## [Excerpt]

========

5.2 Temporal Operators as Fixed Points

Standard temporal operators derive from fixed points:

\begin{aligned} \mathsf{always}(\phi) &\equiv \nu X. \phi \land []X \\ \mathsf{eventually}(\phi) &\equiv \mu X. \phi \lor \langle\rangle X \\ \phi \; \mathsf{until} \; \psi &\equiv \mu X. \psi \lor (\phi \land \langle\rangle X) \end{aligned}

5.3 Anchored Formulas

In potentialist LTS, formulas often anchor to specific states. The $\mathsf{starting\_at}$ operator is crucial:

\mathsf{starting\_at}(s, \mathsf{always}(\phi))

This says: "from state $s$ onward, $\phi$ always holds." The covenant doesn't constrain states before $s$ , allowing historical structure to be preserved while governing future evolution.

6. Semantic Properties

6.1 Monotonicity

Theorem (Covenant Monotonicity): For any potentialist LTS $\mathcal{P} = (\mathcal{L}, \Gamma)$ and covenant $\phi$ :

\mathsf{Pot}((\mathcal{L}, \Gamma \cdot \phi)) \subseteq \mathsf{Pot}((\mathcal{L}, \Gamma))

Proof: Any $\mathcal{L}'$ satisfying $\bigwedge(\Gamma \cdot \phi)$ must satisfy $\bigwedge\Gamma$ . $\square$

Covenants only restrict; the potential space never grows.

6.2 Consistency

A covenant list $\Gamma$ is consistent at $\mathcal{L}$ iff $\mathsf{Pot}((\mathcal{L}, \Gamma)) \neq \emptyset$ .

========

## [Stored data]
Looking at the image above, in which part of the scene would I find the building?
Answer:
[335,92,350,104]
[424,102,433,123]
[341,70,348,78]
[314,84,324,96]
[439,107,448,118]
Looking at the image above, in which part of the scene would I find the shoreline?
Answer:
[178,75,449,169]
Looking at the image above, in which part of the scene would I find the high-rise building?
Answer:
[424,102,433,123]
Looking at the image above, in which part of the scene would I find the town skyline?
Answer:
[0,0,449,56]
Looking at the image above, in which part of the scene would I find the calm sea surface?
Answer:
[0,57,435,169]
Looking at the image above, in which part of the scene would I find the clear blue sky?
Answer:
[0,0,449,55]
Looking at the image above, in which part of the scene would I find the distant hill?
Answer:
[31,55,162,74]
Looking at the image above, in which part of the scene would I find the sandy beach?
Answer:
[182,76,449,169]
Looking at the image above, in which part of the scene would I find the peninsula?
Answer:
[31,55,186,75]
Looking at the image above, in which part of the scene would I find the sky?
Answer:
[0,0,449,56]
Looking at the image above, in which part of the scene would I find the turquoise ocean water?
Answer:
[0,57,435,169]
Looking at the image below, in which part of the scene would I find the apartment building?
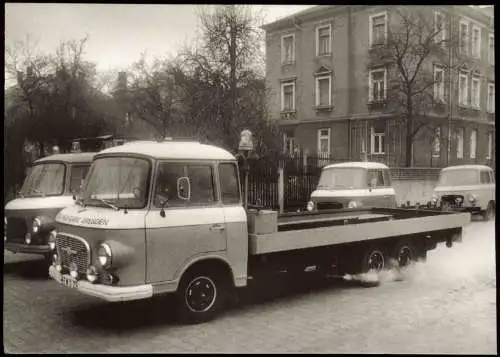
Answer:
[263,5,495,167]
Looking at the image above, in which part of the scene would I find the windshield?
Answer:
[439,170,478,186]
[20,163,66,197]
[318,167,367,189]
[80,157,150,208]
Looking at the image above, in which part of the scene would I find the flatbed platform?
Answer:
[249,208,470,255]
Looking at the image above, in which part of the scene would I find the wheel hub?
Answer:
[185,277,217,312]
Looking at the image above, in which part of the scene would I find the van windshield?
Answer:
[80,157,150,208]
[439,169,479,186]
[20,163,66,197]
[318,167,367,189]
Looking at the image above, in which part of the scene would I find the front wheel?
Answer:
[176,271,226,323]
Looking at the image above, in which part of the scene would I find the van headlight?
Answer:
[31,217,42,233]
[97,243,111,268]
[87,265,99,283]
[49,229,57,250]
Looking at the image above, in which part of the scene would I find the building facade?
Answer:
[263,5,495,167]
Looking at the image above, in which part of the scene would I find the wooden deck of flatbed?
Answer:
[249,208,470,255]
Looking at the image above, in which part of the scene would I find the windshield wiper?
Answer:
[93,198,120,211]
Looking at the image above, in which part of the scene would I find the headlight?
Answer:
[347,201,358,208]
[87,265,99,283]
[31,217,42,233]
[49,229,57,250]
[97,243,111,268]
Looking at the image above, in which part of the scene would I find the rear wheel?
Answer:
[482,202,495,221]
[176,270,228,323]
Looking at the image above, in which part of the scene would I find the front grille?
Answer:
[56,234,90,274]
[441,195,464,207]
[318,202,343,210]
[7,217,28,243]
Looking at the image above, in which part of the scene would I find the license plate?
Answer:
[61,275,78,289]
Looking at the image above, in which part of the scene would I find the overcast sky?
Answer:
[5,3,310,74]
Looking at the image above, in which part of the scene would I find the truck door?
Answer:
[146,162,226,283]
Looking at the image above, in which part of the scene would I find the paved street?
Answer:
[4,220,497,354]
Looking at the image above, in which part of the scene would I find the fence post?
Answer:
[278,166,285,213]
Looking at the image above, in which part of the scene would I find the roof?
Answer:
[324,161,388,169]
[95,141,236,160]
[442,165,493,171]
[34,152,97,164]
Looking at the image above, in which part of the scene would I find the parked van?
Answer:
[307,161,396,212]
[431,165,495,220]
[4,153,95,259]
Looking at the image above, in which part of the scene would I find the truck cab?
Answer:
[307,162,396,212]
[431,165,495,220]
[49,141,248,320]
[4,153,94,258]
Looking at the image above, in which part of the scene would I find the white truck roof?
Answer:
[98,141,236,160]
[324,161,388,169]
[441,165,493,171]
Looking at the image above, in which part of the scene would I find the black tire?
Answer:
[360,245,388,273]
[482,202,495,221]
[391,239,419,268]
[176,269,228,324]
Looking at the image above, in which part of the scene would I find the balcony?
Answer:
[280,110,297,120]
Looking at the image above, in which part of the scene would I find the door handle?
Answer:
[210,224,226,232]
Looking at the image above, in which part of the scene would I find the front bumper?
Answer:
[49,265,153,302]
[3,242,51,255]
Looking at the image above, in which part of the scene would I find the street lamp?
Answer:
[237,129,254,209]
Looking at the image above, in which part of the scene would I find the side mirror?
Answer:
[177,176,191,201]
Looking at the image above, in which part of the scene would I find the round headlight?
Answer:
[97,243,111,268]
[31,217,42,233]
[87,265,99,283]
[49,229,57,250]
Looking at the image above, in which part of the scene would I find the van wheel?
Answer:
[176,270,226,324]
[391,239,417,268]
[482,202,495,221]
[361,246,387,273]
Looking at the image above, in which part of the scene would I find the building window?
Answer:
[458,73,469,106]
[316,75,332,107]
[434,66,444,103]
[316,25,332,56]
[469,129,477,159]
[472,25,481,58]
[434,11,446,44]
[486,133,493,160]
[487,82,495,113]
[370,126,385,154]
[457,128,464,159]
[370,12,387,47]
[432,128,441,157]
[459,20,469,54]
[471,77,481,109]
[368,68,387,102]
[318,129,330,156]
[281,81,295,112]
[488,33,495,64]
[281,33,295,63]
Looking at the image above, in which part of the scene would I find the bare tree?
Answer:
[374,7,455,166]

========

## [Short exercise A]
Answer these from the excerpt on potentialist LTS:
(i) Which fixed-point symbol appears in the definition of always?
(ii) According to the anchored formulas section, which states does the covenant leave unconstrained?
(iii) What does the monotonicity section say about the potential space?
## [Short exercise B]
Please transcribe the stretch of the excerpt on potentialist LTS from "5.3 Anchored Formulas" through "governing future evolution.".
## [Short exercise C]
Write the next part of the excerpt on potentialist LTS, picking up right after its final sentence.

## [Task response A]
(i) ν
(ii) States before $s$
(iii) It never grows.

## [Task response B]
5.3 Anchored Formulas

In potentialist LTS, formulas often anchor to specific states. The $\mathsf{starting\_at}$ operator is crucial:

\mathsf{starting\_at}(s, \mathsf{always}(\phi))

This says: "from state $s$ onward, $\phi$ always holds." The covenant doesn't constrain states before $s$ , allowing historical structure to be preserved while governing future evolution.

## [Task response C]
Theorem (Consistency Preservation): If $(\mathcal{L}, \Gamma)$ is consistent and $\mathcal{L}'$ is a valid extension, then $(\mathcal{L}', \Gamma)$ is consistent.

Proof: $\mathcal{L}' \in \mathsf{Pot}((\mathcal{L}, \Gamma))$ , so $\mathcal{L}' \in \mathsf{Pot}((\mathcal{L}', \Gamma))$ . $\square$

6.3 Directedness

The potential space may or may not be directed (any two extensions have a common extension). In general:

Proposition: $\mathsf{Pot}(\mathcal{P})$ is directed iff for all $\mathcal{L}_1, \mathcal{L}_2 \in \mathsf{Pot}(\mathcal{P})$ , there exists $\mathcal{L}_3 \in \mathsf{Pot}(\mathcal{P})$ with $\mathcal{L}_1, \mathcal{L}_2 \preceq \mathcal{L}_3$ .

This depends on the covenants. Certain formulas (e.g., disjunctive invariants) can create branching potential spaces.

7. Satisfiability and Model Checking

7.1 The Satisfiability Problem

Given $(\mathcal{L}, \Gamma)$ and a new covenant $\phi$ , determine:

\exists \mathcal{L}' \succeq \mathcal{L}. \; \mathcal{L}' \models \bigwedge\Gamma \land \phi

This is the potentialist satisfiability problem: can we extend the current LTS to satisfy all covenants including the new one?

7.2 Decidability

Theorem: Potentialist satisfiability is decidable when:

The covenant language is the modal mu-calculus
Extensions are bounded (finite state/label additions)

Proof sketch: Reduce to mu-calculus satisfiability over finite LTS, which is EXPTIME-complete. $\square$

For unbounded extensions, satisfiability becomes undecidable in general.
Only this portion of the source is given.